**TRY IT:**
Scan the entries below. Report each line where the string "every" occurs.
───── DATASET RECORDS
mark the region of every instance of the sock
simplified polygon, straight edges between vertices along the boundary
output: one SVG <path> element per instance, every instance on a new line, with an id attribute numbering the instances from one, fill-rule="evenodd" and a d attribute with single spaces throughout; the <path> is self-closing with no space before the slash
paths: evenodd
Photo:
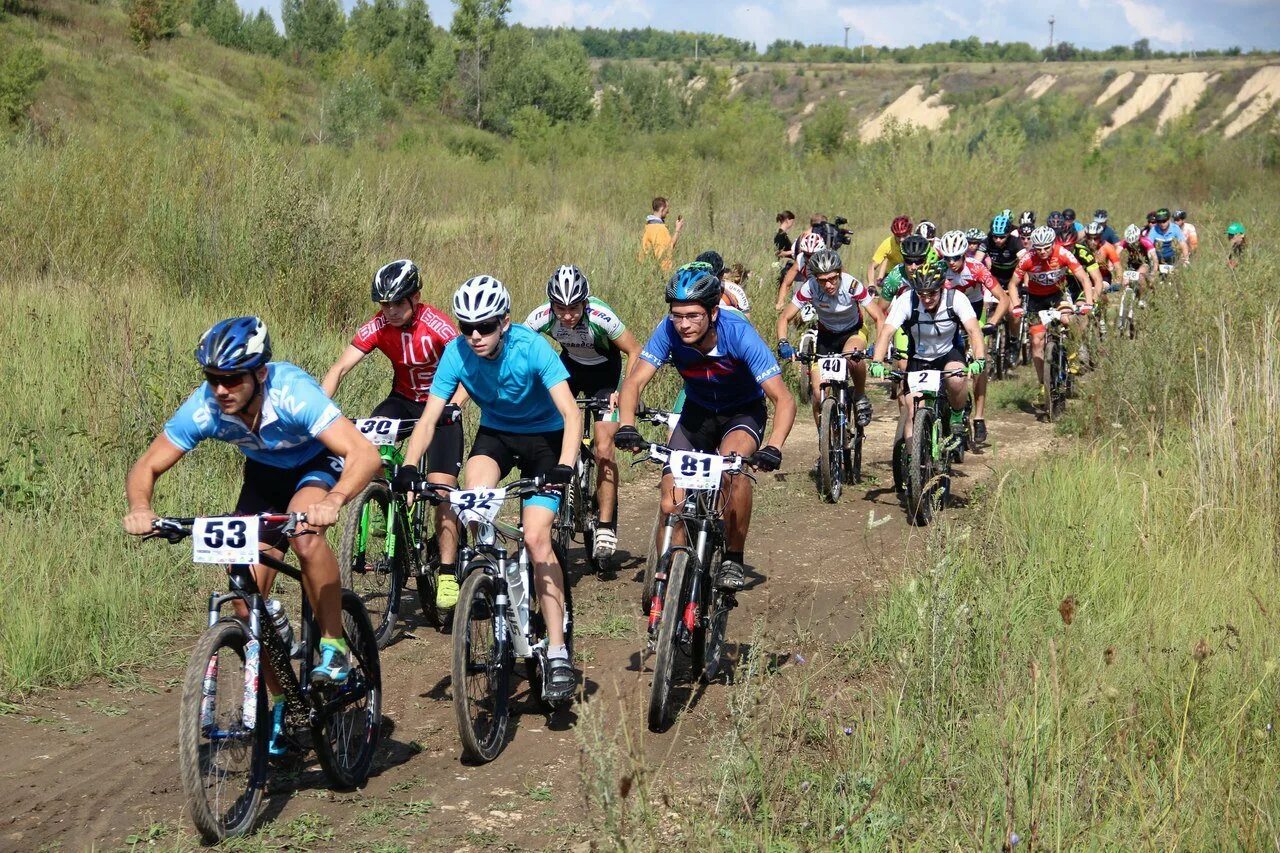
──────────
**RESULT FOR THIS TASK:**
mark the region of every instance of the sock
output: one SVG <path> element per instance, every instance on a new line, with an id attribute numbering the instances from one, fill-rule="evenodd" and a d attribute with single spaces throughout; the <path> is self-closing with no space before the slash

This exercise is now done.